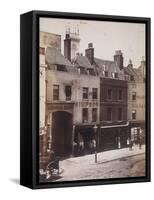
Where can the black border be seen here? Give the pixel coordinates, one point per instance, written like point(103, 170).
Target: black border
point(34, 172)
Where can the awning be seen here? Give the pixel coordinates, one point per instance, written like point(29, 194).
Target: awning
point(115, 126)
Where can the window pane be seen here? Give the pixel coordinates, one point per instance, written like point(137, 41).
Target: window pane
point(55, 92)
point(120, 94)
point(68, 92)
point(134, 114)
point(94, 94)
point(109, 94)
point(85, 115)
point(120, 114)
point(109, 114)
point(85, 93)
point(133, 96)
point(94, 114)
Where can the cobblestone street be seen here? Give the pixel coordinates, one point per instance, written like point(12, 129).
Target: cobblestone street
point(111, 164)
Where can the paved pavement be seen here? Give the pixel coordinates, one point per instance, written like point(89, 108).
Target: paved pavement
point(114, 163)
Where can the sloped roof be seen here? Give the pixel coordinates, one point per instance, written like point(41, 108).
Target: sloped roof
point(54, 56)
point(82, 61)
point(101, 62)
point(111, 67)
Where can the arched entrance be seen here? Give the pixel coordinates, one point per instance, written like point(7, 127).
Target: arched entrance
point(62, 125)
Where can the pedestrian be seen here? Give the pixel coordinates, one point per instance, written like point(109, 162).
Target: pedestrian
point(131, 145)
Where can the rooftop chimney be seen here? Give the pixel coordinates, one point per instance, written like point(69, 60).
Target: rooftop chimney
point(118, 59)
point(89, 53)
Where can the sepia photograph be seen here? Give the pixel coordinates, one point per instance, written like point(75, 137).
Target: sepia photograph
point(92, 96)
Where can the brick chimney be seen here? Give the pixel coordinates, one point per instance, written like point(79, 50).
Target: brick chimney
point(118, 59)
point(89, 53)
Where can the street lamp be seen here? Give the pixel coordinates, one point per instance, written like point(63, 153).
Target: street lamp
point(95, 131)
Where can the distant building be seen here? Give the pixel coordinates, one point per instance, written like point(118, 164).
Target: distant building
point(113, 100)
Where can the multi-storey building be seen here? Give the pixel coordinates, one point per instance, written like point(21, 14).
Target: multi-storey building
point(69, 98)
point(113, 131)
point(136, 98)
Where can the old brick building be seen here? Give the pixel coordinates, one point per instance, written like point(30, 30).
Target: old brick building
point(136, 98)
point(114, 127)
point(69, 101)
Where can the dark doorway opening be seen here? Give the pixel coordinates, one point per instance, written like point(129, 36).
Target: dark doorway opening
point(62, 124)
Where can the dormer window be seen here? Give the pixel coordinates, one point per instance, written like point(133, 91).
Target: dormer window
point(61, 68)
point(114, 74)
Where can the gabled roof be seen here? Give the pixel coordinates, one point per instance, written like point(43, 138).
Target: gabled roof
point(82, 61)
point(101, 62)
point(54, 56)
point(111, 67)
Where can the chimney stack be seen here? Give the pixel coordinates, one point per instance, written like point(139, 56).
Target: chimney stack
point(118, 59)
point(89, 53)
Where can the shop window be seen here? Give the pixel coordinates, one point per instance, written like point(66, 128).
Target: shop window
point(55, 92)
point(85, 115)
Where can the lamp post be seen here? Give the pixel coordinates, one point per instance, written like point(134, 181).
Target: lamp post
point(95, 132)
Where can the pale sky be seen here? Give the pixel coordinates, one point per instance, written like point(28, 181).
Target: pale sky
point(107, 37)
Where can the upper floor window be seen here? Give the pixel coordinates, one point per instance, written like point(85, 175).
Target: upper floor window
point(132, 78)
point(61, 68)
point(109, 94)
point(134, 96)
point(94, 114)
point(109, 114)
point(85, 93)
point(42, 51)
point(68, 92)
point(94, 93)
point(120, 114)
point(120, 95)
point(114, 74)
point(85, 115)
point(55, 92)
point(133, 114)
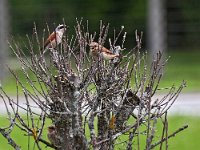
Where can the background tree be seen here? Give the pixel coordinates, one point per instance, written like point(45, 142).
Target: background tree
point(109, 99)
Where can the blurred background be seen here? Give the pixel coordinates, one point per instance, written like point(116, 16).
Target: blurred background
point(170, 26)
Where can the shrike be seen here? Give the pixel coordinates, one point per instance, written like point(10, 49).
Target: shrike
point(55, 38)
point(97, 49)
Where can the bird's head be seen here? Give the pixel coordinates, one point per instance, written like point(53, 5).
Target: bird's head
point(61, 27)
point(51, 128)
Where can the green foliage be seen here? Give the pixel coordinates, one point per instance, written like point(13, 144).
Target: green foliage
point(183, 141)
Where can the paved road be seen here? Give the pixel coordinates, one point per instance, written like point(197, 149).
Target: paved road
point(186, 104)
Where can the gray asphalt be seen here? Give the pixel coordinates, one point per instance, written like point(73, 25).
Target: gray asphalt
point(186, 104)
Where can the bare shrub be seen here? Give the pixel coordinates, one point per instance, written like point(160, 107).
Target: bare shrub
point(112, 100)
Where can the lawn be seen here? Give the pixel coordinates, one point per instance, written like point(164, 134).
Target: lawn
point(187, 139)
point(182, 65)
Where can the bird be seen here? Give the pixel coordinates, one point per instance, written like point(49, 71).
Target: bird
point(52, 135)
point(55, 38)
point(97, 49)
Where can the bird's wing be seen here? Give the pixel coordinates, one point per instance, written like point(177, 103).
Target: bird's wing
point(103, 49)
point(50, 38)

--------------------

*SHORT PROBLEM*:
Copy out all of the data above word for word, leaving out the pictures.

*OUTPUT OF THE TASK*:
Where can the black border be seen here? Give the pixel coordinates, one point per instance, written like point(103, 170).
Target: black border
point(34, 172)
Where can the awning be seen here? Give the pixel coordinates, one point per instance, written like point(29, 194).
Target: awning
point(115, 126)
Where can the window pane be seen here? Give the pixel coordinates, one point per instance, written like point(137, 41).
Target: window pane
point(55, 92)
point(120, 94)
point(68, 92)
point(134, 114)
point(94, 94)
point(109, 94)
point(85, 115)
point(120, 114)
point(109, 114)
point(85, 93)
point(133, 96)
point(94, 114)
Where can the cobblestone street be seen here? Give the pixel coordinates, one point per instance, written like point(12, 129).
Target: cobblestone street
point(111, 164)
Where can the paved pavement be seen here? Give the pixel coordinates, one point per instance, written like point(89, 108).
Target: paved pavement
point(114, 163)
Where can the sloped roof be seen here? Give the pixel coordinates, one point per instance, written like point(41, 108).
Target: sloped roof
point(54, 56)
point(82, 61)
point(101, 62)
point(111, 67)
Where can the arched entrance be seen here? Give the pixel coordinates, one point per instance, written like point(7, 127).
Target: arched entrance
point(62, 125)
Where can the pedestrian be seen here? Give the pixel coordinates, one point per instance, written like point(109, 162).
Target: pedestrian
point(131, 145)
Where can the rooftop chimney be seen here? Give the pixel coordinates, one point per instance, written like point(69, 60).
Target: rooftop chimney
point(118, 59)
point(89, 53)
Where can the sepia photograph be seen here? Give the pixel coordinates, one point per instance, written like point(75, 137).
Target: sepia photograph
point(92, 96)
Where can the brick chimney be seen here? Give the pixel coordinates, one point per instance, written like point(79, 50).
Target: brick chimney
point(118, 59)
point(89, 53)
Where can the street lamp be seen here? Give the pixel coordinates, one point per instance, written like point(63, 153).
Target: street lamp
point(95, 131)
Where can the distant building be seen here? Give the pixel coordinates, one point per instance, written like point(118, 164).
Target: distant building
point(113, 100)
Where can the multi-storey building be seen here? Give the pixel coordinates, one point per instance, written like point(21, 14).
Target: multi-storey building
point(69, 98)
point(113, 131)
point(136, 98)
Where can the old brick building be seen here? Give the pixel coordinates, one point per instance, written like point(30, 30).
Target: old brick building
point(136, 98)
point(114, 127)
point(69, 101)
Where can the dark doorway opening be seen here? Give the pixel coordinates, one point per instance, written like point(129, 36).
Target: dark doorway opening
point(62, 124)
Where can the dormer window be seen here? Give the pixel coordinates, one point per instance, written like point(133, 91).
Target: dormer window
point(61, 68)
point(114, 74)
Where can the gabled roof be seen here? Give the pixel coordinates, one point per instance, written like point(43, 138).
Target: gabled roof
point(82, 61)
point(101, 62)
point(54, 56)
point(111, 67)
Where can the chimney stack be seen here? Give the pixel coordinates, one point per instance, written like point(139, 56).
Target: chimney stack
point(118, 59)
point(89, 53)
Where can the shop window be seen here? Give the pixel coordinates, one point per instance, written like point(66, 128).
Target: shop window
point(55, 92)
point(85, 115)
Where can the lamp post be seen here? Give the pixel coordinates, one point per instance, written like point(134, 181).
Target: lamp post
point(95, 132)
Where can the pale sky be seen here? Give the pixel coordinates, one point per instance, written like point(28, 181).
Target: pale sky
point(107, 37)
Where can the upper floor window be seen here? Give the pixel coordinates, one point per instance, written like point(85, 175).
Target: upper floor window
point(132, 78)
point(61, 68)
point(109, 94)
point(134, 96)
point(94, 114)
point(109, 114)
point(85, 93)
point(42, 51)
point(68, 92)
point(94, 93)
point(120, 114)
point(120, 95)
point(114, 74)
point(85, 115)
point(55, 92)
point(133, 114)
Where can the background tree be seen here? Give the pixel coordinates, one point per instance, written like point(45, 142).
Target: background tree
point(109, 99)
Where can the blurred background be seen here? Give the pixel coordinates, one point per instance, written like point(116, 16).
Target: blurred background
point(170, 26)
Where can the shrike be seen here? Give the pixel coordinates, one point per instance, written like point(10, 49).
Target: shrike
point(55, 38)
point(97, 49)
Where can the bird's head be seen here? Give the pixel coordinates, one point per instance, written like point(53, 5).
Target: bird's head
point(61, 27)
point(51, 128)
Where can the green foliage be seen here? Give the pixel coordinates, one point per instance, written like point(13, 144).
Target: green foliage
point(183, 141)
Where can the paved road be seen here? Give the pixel coordinates, one point per instance, written like point(197, 149).
Target: paved road
point(186, 104)
Where can the gray asphalt be seen here? Give the pixel coordinates, one point per instance, written like point(73, 25).
Target: gray asphalt
point(186, 104)
Where can the bare shrub be seen here? Give the pixel coordinates, one point per instance, written like point(160, 107).
Target: bare shrub
point(112, 100)
Where can the lawn be seen here? Give the pixel coordinates, one point per instance, written like point(164, 134).
Target: lawn
point(187, 139)
point(182, 65)
Where can the bird be seen here? Give the pixel coordinates, one point per instance, written like point(49, 71).
Target: bird
point(52, 135)
point(55, 38)
point(97, 49)
Where can the bird's wing be seen here? Give the pixel coordinates, one point per instance, written like point(177, 103).
Target: bird's wing
point(103, 49)
point(50, 38)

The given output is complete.